#### [Task brief]
What you need to produce from the material below is an exact transcription of the lines from the one with "Target: dog's hind leg" through the one with "Target: black trousers", both included, and no other line.
Start of Block
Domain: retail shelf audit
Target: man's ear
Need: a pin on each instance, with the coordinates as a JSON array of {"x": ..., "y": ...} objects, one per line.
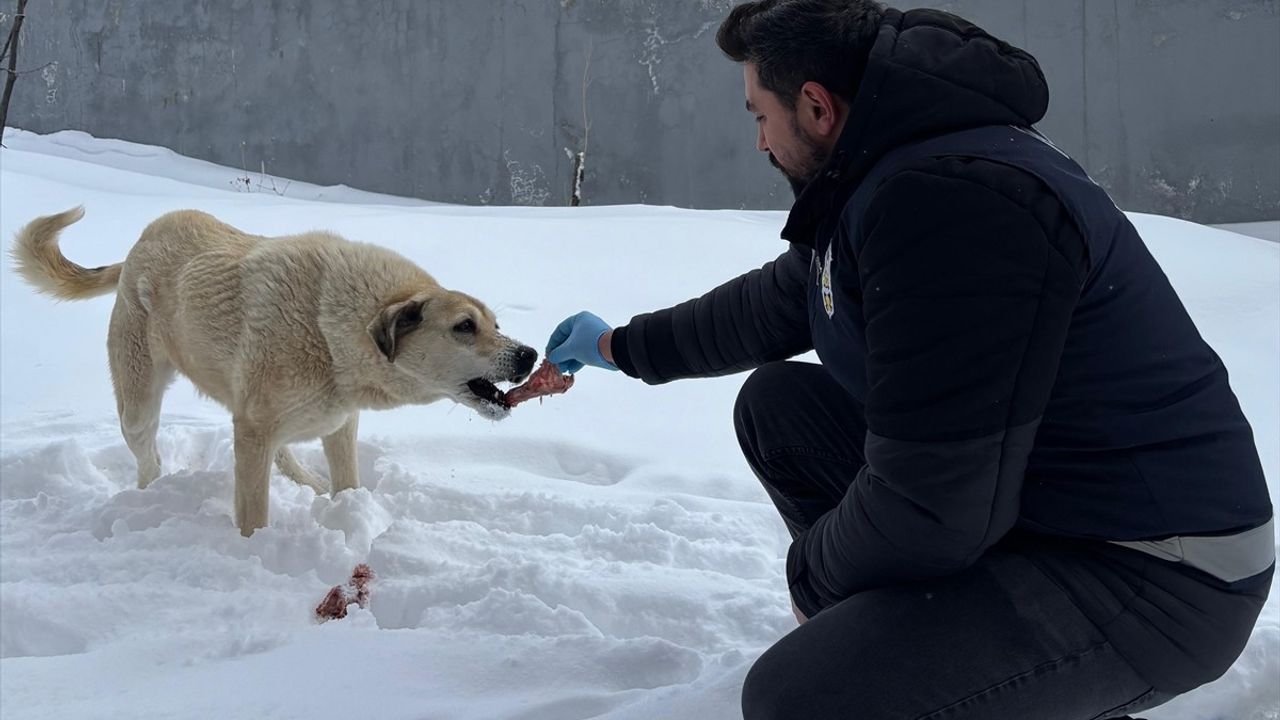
[
  {"x": 821, "y": 109},
  {"x": 393, "y": 323}
]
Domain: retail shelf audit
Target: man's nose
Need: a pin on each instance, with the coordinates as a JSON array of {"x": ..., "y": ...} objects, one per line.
[{"x": 525, "y": 359}]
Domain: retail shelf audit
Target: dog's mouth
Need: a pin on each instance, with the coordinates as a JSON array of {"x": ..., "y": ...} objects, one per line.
[{"x": 485, "y": 391}]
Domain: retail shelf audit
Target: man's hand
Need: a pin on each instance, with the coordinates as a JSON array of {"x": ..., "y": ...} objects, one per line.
[{"x": 581, "y": 340}]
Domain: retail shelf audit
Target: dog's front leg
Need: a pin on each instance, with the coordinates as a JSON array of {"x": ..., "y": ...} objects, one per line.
[
  {"x": 254, "y": 451},
  {"x": 339, "y": 450}
]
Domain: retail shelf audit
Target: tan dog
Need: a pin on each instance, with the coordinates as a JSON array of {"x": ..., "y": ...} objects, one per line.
[{"x": 293, "y": 335}]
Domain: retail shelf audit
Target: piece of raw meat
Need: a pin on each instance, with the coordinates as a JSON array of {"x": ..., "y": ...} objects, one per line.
[
  {"x": 547, "y": 379},
  {"x": 334, "y": 604}
]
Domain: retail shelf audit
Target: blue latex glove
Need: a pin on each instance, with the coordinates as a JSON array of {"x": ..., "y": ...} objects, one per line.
[{"x": 576, "y": 342}]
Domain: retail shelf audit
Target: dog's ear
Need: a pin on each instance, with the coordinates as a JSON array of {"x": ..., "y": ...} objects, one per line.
[{"x": 392, "y": 323}]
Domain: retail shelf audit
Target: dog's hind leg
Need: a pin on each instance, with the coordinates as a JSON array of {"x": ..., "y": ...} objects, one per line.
[
  {"x": 254, "y": 451},
  {"x": 140, "y": 378},
  {"x": 339, "y": 450},
  {"x": 292, "y": 469}
]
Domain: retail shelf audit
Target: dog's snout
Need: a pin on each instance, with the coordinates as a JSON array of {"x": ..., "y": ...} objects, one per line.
[{"x": 525, "y": 359}]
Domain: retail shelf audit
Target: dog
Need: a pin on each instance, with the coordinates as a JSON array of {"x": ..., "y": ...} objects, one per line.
[{"x": 295, "y": 336}]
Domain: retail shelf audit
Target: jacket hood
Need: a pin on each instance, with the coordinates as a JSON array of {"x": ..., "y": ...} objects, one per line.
[{"x": 928, "y": 73}]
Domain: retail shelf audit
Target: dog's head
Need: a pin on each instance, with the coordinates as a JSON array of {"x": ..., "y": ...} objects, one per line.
[{"x": 449, "y": 345}]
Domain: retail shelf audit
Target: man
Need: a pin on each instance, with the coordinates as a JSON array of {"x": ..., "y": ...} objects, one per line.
[{"x": 1018, "y": 484}]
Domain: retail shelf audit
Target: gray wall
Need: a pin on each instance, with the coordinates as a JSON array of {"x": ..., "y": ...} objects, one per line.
[{"x": 1174, "y": 105}]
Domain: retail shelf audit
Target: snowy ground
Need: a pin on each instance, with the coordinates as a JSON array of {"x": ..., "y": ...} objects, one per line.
[{"x": 603, "y": 555}]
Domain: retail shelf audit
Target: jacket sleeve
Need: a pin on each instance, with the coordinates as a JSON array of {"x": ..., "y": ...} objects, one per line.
[
  {"x": 967, "y": 302},
  {"x": 753, "y": 319}
]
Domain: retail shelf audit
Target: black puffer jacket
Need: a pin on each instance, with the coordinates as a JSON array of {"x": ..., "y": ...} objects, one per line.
[{"x": 1023, "y": 361}]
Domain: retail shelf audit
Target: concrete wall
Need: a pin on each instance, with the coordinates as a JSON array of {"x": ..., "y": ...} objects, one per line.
[{"x": 1174, "y": 105}]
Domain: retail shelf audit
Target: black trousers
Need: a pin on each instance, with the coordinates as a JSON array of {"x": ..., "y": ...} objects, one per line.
[{"x": 997, "y": 641}]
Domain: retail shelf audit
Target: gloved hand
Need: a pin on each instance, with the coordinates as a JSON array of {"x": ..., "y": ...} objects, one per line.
[{"x": 576, "y": 342}]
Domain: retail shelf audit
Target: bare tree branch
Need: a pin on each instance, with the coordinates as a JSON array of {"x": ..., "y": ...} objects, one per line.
[{"x": 12, "y": 51}]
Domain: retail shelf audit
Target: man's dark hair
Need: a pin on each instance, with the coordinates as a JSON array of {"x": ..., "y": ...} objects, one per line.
[{"x": 795, "y": 41}]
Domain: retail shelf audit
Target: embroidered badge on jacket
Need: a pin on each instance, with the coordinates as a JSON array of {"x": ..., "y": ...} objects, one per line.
[{"x": 828, "y": 299}]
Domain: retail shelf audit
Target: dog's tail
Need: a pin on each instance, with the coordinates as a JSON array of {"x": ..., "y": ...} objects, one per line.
[{"x": 39, "y": 260}]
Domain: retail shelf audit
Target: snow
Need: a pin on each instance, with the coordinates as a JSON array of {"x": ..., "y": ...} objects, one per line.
[{"x": 606, "y": 554}]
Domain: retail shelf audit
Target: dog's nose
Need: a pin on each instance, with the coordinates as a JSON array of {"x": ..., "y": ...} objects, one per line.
[{"x": 525, "y": 359}]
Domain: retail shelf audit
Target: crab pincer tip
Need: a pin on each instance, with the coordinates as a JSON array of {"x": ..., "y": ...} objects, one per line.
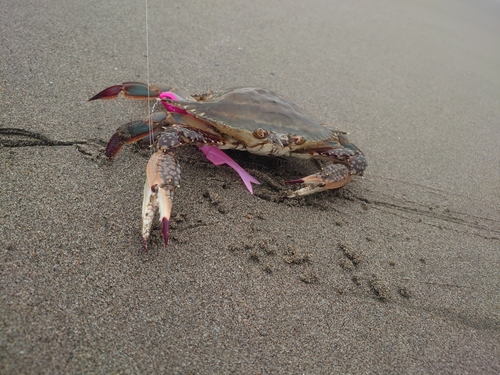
[{"x": 165, "y": 230}]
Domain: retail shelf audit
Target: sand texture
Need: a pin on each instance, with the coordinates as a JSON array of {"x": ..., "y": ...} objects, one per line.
[{"x": 397, "y": 273}]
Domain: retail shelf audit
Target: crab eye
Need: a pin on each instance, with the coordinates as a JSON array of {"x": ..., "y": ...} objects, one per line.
[
  {"x": 298, "y": 140},
  {"x": 260, "y": 133}
]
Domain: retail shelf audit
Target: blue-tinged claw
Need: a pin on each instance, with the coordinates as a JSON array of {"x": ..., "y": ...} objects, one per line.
[
  {"x": 134, "y": 90},
  {"x": 357, "y": 164}
]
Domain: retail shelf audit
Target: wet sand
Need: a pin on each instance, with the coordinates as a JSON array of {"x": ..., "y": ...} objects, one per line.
[{"x": 396, "y": 273}]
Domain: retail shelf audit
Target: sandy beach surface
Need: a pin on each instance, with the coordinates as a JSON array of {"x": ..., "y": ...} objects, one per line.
[{"x": 397, "y": 273}]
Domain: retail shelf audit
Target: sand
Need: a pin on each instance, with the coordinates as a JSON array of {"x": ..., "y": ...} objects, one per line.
[{"x": 396, "y": 273}]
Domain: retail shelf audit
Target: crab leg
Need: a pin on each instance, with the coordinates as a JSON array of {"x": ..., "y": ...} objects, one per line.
[
  {"x": 333, "y": 176},
  {"x": 134, "y": 90},
  {"x": 133, "y": 132},
  {"x": 163, "y": 177}
]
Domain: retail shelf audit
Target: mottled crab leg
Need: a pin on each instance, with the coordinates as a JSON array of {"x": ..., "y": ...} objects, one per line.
[
  {"x": 163, "y": 177},
  {"x": 333, "y": 176}
]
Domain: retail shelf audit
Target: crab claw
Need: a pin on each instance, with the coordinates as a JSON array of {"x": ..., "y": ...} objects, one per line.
[
  {"x": 163, "y": 177},
  {"x": 134, "y": 90},
  {"x": 133, "y": 132},
  {"x": 333, "y": 176}
]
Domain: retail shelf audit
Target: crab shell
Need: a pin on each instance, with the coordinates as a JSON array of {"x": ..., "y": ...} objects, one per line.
[{"x": 257, "y": 119}]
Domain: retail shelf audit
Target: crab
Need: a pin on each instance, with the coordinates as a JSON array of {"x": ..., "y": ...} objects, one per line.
[{"x": 247, "y": 119}]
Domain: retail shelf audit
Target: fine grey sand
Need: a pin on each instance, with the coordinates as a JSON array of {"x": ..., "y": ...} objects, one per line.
[{"x": 398, "y": 272}]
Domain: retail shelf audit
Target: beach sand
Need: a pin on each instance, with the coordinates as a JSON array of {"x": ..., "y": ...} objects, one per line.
[{"x": 398, "y": 272}]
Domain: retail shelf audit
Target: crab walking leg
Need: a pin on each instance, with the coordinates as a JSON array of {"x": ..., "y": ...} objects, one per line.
[
  {"x": 333, "y": 176},
  {"x": 163, "y": 177},
  {"x": 134, "y": 90}
]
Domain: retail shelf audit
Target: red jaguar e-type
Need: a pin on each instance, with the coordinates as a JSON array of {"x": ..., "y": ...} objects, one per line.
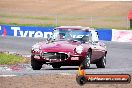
[{"x": 69, "y": 46}]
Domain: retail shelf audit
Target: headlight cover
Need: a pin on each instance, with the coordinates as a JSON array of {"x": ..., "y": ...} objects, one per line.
[
  {"x": 36, "y": 47},
  {"x": 79, "y": 49}
]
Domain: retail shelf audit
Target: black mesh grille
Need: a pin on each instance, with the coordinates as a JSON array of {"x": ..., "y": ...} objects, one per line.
[{"x": 55, "y": 55}]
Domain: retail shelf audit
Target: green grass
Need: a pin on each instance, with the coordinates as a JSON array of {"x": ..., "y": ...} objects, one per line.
[{"x": 9, "y": 59}]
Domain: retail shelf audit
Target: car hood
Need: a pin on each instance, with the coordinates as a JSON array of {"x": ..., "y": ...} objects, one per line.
[{"x": 59, "y": 46}]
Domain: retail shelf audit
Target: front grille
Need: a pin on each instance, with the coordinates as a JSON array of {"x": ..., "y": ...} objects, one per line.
[{"x": 54, "y": 55}]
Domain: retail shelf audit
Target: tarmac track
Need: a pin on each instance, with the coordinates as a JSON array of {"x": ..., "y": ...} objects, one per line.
[{"x": 119, "y": 58}]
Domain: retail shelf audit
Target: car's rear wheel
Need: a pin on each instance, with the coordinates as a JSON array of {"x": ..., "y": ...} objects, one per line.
[
  {"x": 101, "y": 63},
  {"x": 56, "y": 66},
  {"x": 36, "y": 65},
  {"x": 86, "y": 62}
]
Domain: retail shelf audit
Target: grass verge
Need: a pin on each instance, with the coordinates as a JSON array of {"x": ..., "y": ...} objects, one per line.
[{"x": 10, "y": 59}]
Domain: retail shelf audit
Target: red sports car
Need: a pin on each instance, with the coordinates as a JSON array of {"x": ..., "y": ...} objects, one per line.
[{"x": 69, "y": 46}]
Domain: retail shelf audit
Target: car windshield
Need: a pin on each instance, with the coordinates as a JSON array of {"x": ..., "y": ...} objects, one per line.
[{"x": 70, "y": 34}]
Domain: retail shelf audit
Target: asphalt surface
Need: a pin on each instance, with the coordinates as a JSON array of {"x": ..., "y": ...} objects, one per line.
[{"x": 119, "y": 58}]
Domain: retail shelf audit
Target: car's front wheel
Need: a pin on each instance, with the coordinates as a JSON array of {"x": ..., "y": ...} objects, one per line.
[
  {"x": 101, "y": 63},
  {"x": 56, "y": 66},
  {"x": 86, "y": 62},
  {"x": 36, "y": 65}
]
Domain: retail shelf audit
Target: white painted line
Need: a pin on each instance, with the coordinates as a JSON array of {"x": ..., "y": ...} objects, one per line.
[
  {"x": 65, "y": 74},
  {"x": 7, "y": 75}
]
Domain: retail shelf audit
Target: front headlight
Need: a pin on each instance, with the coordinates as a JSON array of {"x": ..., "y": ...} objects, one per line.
[
  {"x": 79, "y": 49},
  {"x": 36, "y": 47}
]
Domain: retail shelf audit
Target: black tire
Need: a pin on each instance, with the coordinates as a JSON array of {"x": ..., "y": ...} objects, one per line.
[
  {"x": 36, "y": 65},
  {"x": 81, "y": 80},
  {"x": 86, "y": 63},
  {"x": 101, "y": 63},
  {"x": 56, "y": 66}
]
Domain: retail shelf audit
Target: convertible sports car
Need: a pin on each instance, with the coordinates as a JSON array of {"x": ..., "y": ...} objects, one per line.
[{"x": 70, "y": 46}]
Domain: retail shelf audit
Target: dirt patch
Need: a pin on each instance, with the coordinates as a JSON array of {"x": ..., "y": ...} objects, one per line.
[{"x": 51, "y": 81}]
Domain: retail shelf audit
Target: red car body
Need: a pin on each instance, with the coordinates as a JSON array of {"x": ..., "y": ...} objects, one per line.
[{"x": 68, "y": 52}]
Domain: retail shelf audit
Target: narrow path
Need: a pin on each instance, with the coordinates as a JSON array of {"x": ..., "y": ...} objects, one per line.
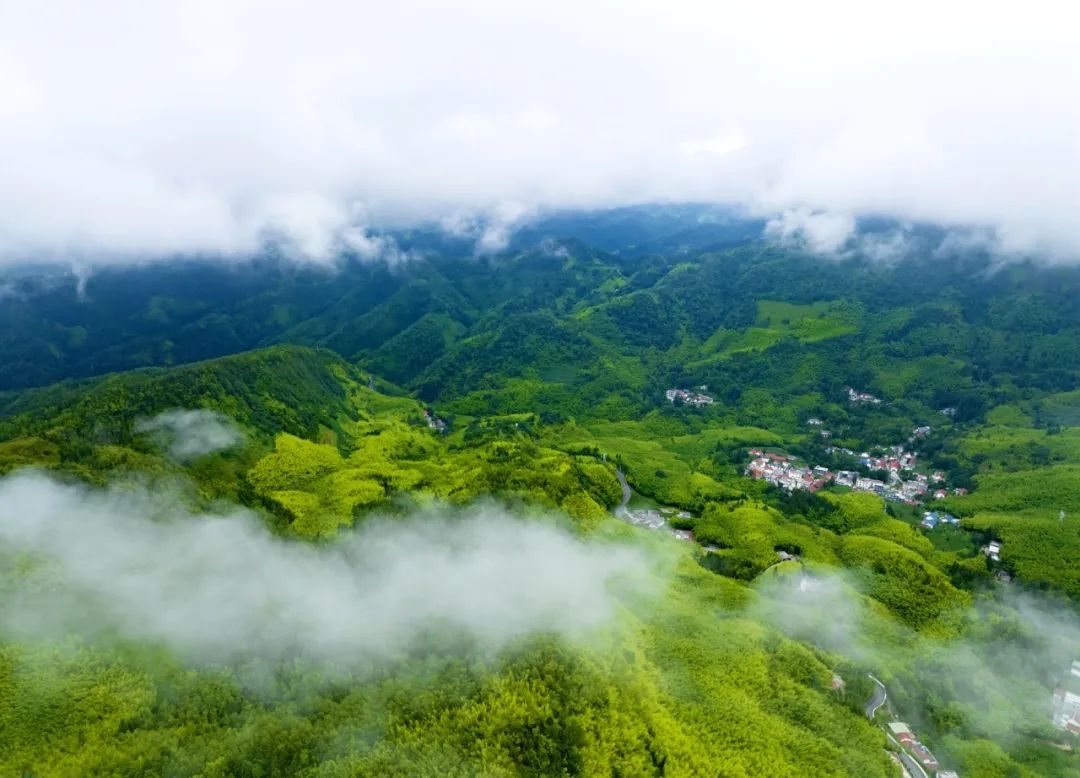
[
  {"x": 876, "y": 700},
  {"x": 625, "y": 492}
]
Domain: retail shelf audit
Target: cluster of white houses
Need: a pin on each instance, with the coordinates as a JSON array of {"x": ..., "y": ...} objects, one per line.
[
  {"x": 903, "y": 484},
  {"x": 687, "y": 397},
  {"x": 860, "y": 397}
]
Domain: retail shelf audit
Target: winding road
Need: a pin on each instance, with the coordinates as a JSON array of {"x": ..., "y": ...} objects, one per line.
[
  {"x": 876, "y": 700},
  {"x": 625, "y": 492}
]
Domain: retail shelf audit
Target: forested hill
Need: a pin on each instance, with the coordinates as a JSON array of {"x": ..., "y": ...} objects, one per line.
[{"x": 838, "y": 468}]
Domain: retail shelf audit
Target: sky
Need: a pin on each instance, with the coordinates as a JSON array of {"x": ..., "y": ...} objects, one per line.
[{"x": 144, "y": 130}]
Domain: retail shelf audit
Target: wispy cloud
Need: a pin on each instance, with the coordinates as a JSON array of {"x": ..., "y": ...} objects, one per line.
[
  {"x": 245, "y": 121},
  {"x": 135, "y": 563},
  {"x": 190, "y": 433}
]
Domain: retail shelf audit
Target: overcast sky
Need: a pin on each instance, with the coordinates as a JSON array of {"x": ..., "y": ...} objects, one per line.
[{"x": 142, "y": 129}]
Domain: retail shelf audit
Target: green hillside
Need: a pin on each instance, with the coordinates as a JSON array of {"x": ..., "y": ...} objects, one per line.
[{"x": 325, "y": 405}]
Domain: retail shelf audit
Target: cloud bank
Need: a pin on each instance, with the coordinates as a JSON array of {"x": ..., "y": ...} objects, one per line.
[
  {"x": 220, "y": 587},
  {"x": 187, "y": 434},
  {"x": 997, "y": 678},
  {"x": 207, "y": 128}
]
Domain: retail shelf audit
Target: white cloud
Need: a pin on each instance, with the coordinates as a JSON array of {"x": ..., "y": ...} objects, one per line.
[
  {"x": 821, "y": 232},
  {"x": 187, "y": 434},
  {"x": 206, "y": 126},
  {"x": 214, "y": 587}
]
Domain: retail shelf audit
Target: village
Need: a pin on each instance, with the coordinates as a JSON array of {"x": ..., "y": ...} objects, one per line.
[
  {"x": 904, "y": 483},
  {"x": 689, "y": 398}
]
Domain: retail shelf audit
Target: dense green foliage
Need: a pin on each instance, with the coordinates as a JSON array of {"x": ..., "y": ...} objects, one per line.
[{"x": 549, "y": 365}]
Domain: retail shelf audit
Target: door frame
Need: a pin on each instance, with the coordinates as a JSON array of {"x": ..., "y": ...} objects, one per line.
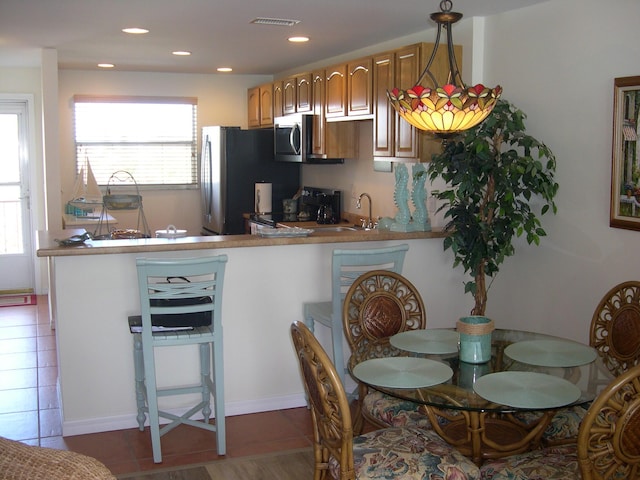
[{"x": 27, "y": 169}]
End of Block
#### [Expected answer]
Target: dog's hind leg
Need: a pin on each instance, with the coordinates as a JSON array of {"x": ..., "y": ...} objects, one per line.
[
  {"x": 254, "y": 451},
  {"x": 140, "y": 378},
  {"x": 339, "y": 450},
  {"x": 292, "y": 469}
]
Domain: retail shelf audit
Target: dog's snout
Need: a pin on each instance, with the coordinates as a JSON array of {"x": ..., "y": ...} objects, one per line.
[{"x": 525, "y": 359}]
Domain: retail shelf audit
Target: dog
Need: a pin on each instance, with the coordinates as a JSON array of {"x": ..., "y": ...} objects, one per line.
[{"x": 295, "y": 336}]
Domain: retail shelf audit
Target: jacket hood
Need: a pin on each instance, with the coordinates as a JSON array of {"x": ..., "y": ...} objects, one per line.
[{"x": 928, "y": 73}]
Domain: retail shelf audit
Target: dog's head
Need: a pin on each instance, with the coordinates as a JSON array of {"x": ..., "y": ...} objects, one per line.
[{"x": 449, "y": 345}]
Domain: retail shelf audit
Target: man
Need: a pin on each instance, with the coordinates as a JSON array of {"x": ..., "y": ...} objects, one per line.
[{"x": 1018, "y": 484}]
Domain: retail shelf audit
Target: gray wall
Need: a pin on each instance, with the coordinates as a JSON array of {"x": ..., "y": ...} objects, one per line.
[{"x": 1174, "y": 105}]
Domain: retail shelf audit
Target: snowy ground
Need: a pin on each instance, with the coordinates as a JSON array of {"x": ..., "y": ...} objects, one per line.
[{"x": 603, "y": 555}]
Domain: retail shelf audit
Target: jacket sleeve
Need: a pin on each instance, with the coordinates as a JSON array of {"x": ..., "y": ...} objects, one per line.
[
  {"x": 967, "y": 302},
  {"x": 753, "y": 319}
]
Domain: retail shelf audit
Target: black puffer jacket
Need: a pin on each instance, with the coordinates as a JSON array of {"x": ..., "y": ...} objects, one per line.
[{"x": 1023, "y": 361}]
Domain: retail shelf audit
Target: concrete wall
Need: a pin on each instance, with the coordinates as a JSON array of {"x": ..., "y": ...} objects, one per line.
[{"x": 1174, "y": 105}]
Domain: retail shelf audit
Target: black trousers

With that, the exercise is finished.